AIM OF THE EXERCISE
Set down every entry again, exactly as it appears.
(EXTRACTED RECORDS begins)
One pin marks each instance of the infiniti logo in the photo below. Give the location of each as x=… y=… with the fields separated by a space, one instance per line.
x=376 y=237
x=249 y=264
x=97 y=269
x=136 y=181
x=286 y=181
(EXTRACTED RECORDS ends)
EXPECTED ANSWER
One pin marks each instance of the infiniti logo in the photo below. Give the location of each as x=… y=… with the fields separated by a space, one instance per line.
x=376 y=237
x=249 y=264
x=97 y=269
x=136 y=181
x=286 y=181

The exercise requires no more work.